Short task :: Copy the records below word for word, every line of them, but omit the pictures from your copy.

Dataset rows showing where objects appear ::
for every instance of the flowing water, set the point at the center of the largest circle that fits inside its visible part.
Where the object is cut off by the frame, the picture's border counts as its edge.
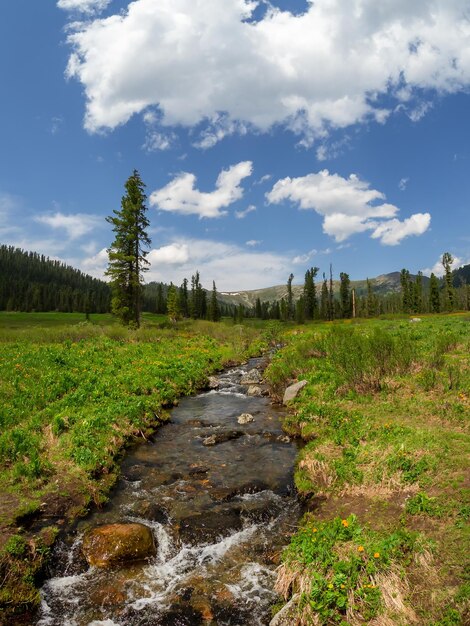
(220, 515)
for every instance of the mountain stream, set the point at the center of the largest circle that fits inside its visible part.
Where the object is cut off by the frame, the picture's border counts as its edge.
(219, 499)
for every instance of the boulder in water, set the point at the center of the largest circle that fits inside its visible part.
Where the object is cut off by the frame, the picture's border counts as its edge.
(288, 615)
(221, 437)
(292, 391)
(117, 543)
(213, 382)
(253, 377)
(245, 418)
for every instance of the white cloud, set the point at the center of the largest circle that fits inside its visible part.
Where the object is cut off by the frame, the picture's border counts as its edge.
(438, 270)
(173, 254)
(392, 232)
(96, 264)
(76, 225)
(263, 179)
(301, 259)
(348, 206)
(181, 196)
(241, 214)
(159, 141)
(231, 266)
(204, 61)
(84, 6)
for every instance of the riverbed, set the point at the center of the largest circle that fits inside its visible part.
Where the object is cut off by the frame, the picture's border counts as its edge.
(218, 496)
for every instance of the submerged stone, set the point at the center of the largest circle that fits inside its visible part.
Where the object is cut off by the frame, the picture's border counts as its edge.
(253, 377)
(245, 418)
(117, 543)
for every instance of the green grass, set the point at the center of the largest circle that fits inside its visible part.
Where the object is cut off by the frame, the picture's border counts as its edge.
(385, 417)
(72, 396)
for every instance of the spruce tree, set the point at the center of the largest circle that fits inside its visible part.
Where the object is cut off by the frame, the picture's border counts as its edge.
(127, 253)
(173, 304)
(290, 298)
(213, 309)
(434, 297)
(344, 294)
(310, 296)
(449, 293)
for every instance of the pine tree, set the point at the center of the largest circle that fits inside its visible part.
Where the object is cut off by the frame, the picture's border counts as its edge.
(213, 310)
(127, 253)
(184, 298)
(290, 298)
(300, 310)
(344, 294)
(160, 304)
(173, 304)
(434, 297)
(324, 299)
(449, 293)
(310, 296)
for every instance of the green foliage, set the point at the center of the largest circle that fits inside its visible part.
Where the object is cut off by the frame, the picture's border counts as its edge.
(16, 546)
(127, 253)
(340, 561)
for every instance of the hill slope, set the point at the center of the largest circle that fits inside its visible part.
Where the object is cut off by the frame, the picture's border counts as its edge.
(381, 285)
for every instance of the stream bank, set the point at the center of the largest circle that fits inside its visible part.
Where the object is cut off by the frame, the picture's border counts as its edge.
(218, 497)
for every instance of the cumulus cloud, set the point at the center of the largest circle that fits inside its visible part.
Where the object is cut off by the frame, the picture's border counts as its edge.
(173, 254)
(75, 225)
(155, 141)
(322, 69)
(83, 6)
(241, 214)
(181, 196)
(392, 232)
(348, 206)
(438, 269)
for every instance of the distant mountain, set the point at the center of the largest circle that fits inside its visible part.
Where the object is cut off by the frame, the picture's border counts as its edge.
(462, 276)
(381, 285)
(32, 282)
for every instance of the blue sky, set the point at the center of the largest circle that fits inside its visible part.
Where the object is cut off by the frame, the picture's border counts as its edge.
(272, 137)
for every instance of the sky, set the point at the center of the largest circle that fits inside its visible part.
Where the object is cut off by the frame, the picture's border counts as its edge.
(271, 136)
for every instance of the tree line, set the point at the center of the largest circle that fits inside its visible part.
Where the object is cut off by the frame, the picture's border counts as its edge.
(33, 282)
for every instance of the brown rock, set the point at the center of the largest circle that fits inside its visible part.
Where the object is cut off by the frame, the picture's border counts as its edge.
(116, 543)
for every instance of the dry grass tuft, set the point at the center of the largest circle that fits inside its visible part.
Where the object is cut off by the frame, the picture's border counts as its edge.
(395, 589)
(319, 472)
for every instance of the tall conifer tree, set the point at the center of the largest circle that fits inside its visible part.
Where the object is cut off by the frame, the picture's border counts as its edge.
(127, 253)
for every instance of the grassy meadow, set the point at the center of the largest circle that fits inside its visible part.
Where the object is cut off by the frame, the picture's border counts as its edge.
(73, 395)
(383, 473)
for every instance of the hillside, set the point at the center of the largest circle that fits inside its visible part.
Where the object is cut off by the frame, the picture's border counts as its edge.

Answer to this exercise ::
for every instance of the flowing water, set the point at the center of the largest circle that fits inside its visible part.
Where the object is cut off by the frame, the picture's border counts as its edge.
(220, 515)
for every instance of the mountain stream, set the point at the center of the largest circle that fits inside its visible part.
Where the object is cut off by the frame, the picture's border counts as its edge.
(219, 499)
for every instance of the boulder in water, set the point at the center of the largest circle that fits inside its visible part.
Where the object is cut off by the frame, the picture's border counts as its edge.
(288, 615)
(221, 437)
(292, 391)
(117, 543)
(213, 382)
(253, 377)
(245, 418)
for every instance of the white cloud, set the point at the center of the largest circle that fits inside its visible part.
Where the object is cut off by the frame, the picture's border counts as its edge.
(438, 270)
(173, 254)
(392, 232)
(96, 264)
(76, 225)
(263, 179)
(301, 259)
(348, 206)
(181, 196)
(241, 214)
(159, 141)
(231, 266)
(204, 61)
(84, 6)
for every instance of the riverbed, set the point at the center of the largest circle that fits inside its visible part.
Where the object is cut off by the frame, the picture's border counts as its edge.
(218, 496)
for every instance of the submerged stone, set the point at the center of the largest circle that fits inside its visible part.
Where the object is cut off by the frame, the picture's border counts as its edge.
(253, 377)
(245, 418)
(117, 543)
for every instance of the green grass, set the point at the center of the largest circle that fits inside its visible part.
Where the object is cut off by the frame, the picture's border counts as its edge.
(385, 417)
(72, 396)
for every instance of the spruce tree, set the point at the center of the largest circle that fits inside its visible part.
Where the object is cut off by the frame, the picture's border counts as its edge.
(127, 253)
(173, 304)
(290, 298)
(213, 309)
(434, 297)
(344, 294)
(310, 296)
(449, 293)
for every instance of the pine tree, set the point at the center of the largest circle that fits inside its visible part.
Where the object is cut off by the frame, the picture's border counts as its edge.
(213, 310)
(127, 253)
(184, 298)
(290, 298)
(300, 310)
(344, 294)
(160, 304)
(173, 304)
(434, 297)
(324, 299)
(449, 293)
(310, 296)
for every instance of the green foliage, set the point at the center of the largest circle that fits inside its visible part.
Where the object is cut off by the frame, the picture's border counts as its edge.
(16, 546)
(127, 253)
(340, 561)
for every instance of the hill slope, set the point at the center of the largest circle that fits inside its visible part.
Where the object is cut off by the frame, the picture's border counts as its edge.
(381, 285)
for every instance of the stream bank, set the point at the center of the largest circle that fits inside its visible part.
Where the object is cut off by the frame, the picture's border counts as its edge.
(218, 497)
for every instance of the cumulus cloud, set the point at the center of the largest circle that fits inside its visible part.
Where the object is cut off by the frame, the picture's border counts as its edge.
(173, 254)
(75, 225)
(155, 141)
(322, 69)
(83, 6)
(241, 214)
(181, 196)
(392, 232)
(348, 206)
(438, 269)
for every instance of the distant mountain, set the point at the center of the largest circle that fits inside its visible part.
Where the object is cut off by the frame, the picture's border counts as its edge.
(462, 276)
(381, 285)
(32, 282)
for every instance of the blue sky, set the point at the center of the largest circle that fits inside its visible part.
Where the object is cut off by the frame, the picture's border counts as its edge.
(272, 137)
for every instance of the sky, set the point at the center of the largest circle that fits inside its visible part.
Where the object is cut off by the frame, the picture's border counts as its edge.
(271, 136)
for every instance of the tree line, set the point at the center of the largest circle that fits inside its visible part.
Where the object is cut off by the frame, the picture's border counts as its edge.
(33, 282)
for every instance of the brown rock, set the point at the center of the largest circle that fits inside its visible part.
Where the object is cut off by the frame, the picture's border counts as its edge.
(116, 543)
for every instance of the dry grass tuft, set the point at the center of the largest circle that fits inside its visible part.
Where the object is cut off by the frame, the picture's border counts as its edge.
(395, 589)
(319, 472)
for every instance of the tall conifer tree, set the point at the center of the largest circle that fits inside its visible part.
Where the object is cut off by the frame, the picture's border counts as its edge.
(127, 253)
for every instance of the grassy meadow, set the point at the center of the largest circle that fits inside its visible part.
Where the object is cut off by the frame, the picture's border counts as its edge.
(73, 395)
(383, 473)
for every instance of the hillside, set the point at the center of the largest circle that fits inside its visible part.
Where the object is cut off by the frame, the picture's border counts as its edge.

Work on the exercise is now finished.